LISTED RECORDS

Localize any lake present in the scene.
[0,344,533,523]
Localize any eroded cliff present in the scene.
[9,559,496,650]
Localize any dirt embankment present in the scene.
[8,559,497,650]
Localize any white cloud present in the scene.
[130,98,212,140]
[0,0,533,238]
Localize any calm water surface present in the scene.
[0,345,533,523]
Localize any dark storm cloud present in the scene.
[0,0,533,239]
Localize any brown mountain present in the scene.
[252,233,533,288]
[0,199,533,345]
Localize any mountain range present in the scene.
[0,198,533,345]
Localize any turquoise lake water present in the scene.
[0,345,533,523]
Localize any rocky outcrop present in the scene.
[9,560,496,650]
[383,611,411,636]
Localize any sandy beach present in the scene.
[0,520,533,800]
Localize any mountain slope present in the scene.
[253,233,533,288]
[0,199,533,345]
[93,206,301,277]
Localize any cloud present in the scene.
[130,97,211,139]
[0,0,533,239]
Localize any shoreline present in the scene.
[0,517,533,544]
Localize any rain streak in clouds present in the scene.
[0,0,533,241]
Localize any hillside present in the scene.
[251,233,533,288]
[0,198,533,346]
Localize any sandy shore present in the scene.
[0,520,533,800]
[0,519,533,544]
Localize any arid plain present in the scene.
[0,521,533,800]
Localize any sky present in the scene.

EXERCISE AIM
Could you recast every line of the listing above as a numbered list, leaving out any blank lines?

THE RESULT
1. Localize any lake present in the scene.
2. [0,344,533,523]
3. Localize any eroded cliff present in the scene.
4. [9,559,496,650]
5. Localize any dirt embankment present in the scene.
6. [8,559,497,650]
7. Localize any white cloud present in the scene.
8. [130,98,212,140]
9. [0,0,533,238]
10. Localize any calm water surface present in the scene.
11. [0,345,533,523]
12. Localize any dark storm cloud present in the scene.
13. [0,0,533,239]
14. Localize any brown mountain present in the scene.
15. [252,233,533,288]
16. [0,199,533,345]
17. Localize any mountain range present in the scene.
18. [0,198,533,345]
19. Localize any turquoise lake water present in the scene.
20. [0,345,533,523]
21. Localize any rocky outcrop present in the scene.
22. [9,560,496,650]
23. [383,611,411,636]
24. Localize any sandy beach present in the scene.
25. [0,520,533,800]
26. Localize any mountain slope present in the scene.
27. [253,233,533,288]
28. [0,199,533,345]
29. [93,206,301,277]
30. Localize any cloud present in the scene.
31. [130,97,211,139]
32. [0,0,533,239]
33. Localize any shoreline present in the scene.
34. [0,517,533,544]
35. Localize any rain streak in clouds present in the scene.
36. [0,0,533,241]
37. Localize any hillside present in the scene.
38. [251,233,533,288]
39. [0,198,533,346]
40. Localize any sandy shore present in the scene.
41. [0,520,533,800]
42. [0,519,533,544]
43. Localize any arid plain present in the scene.
44. [0,521,533,800]
45. Localize any sky present in the scene.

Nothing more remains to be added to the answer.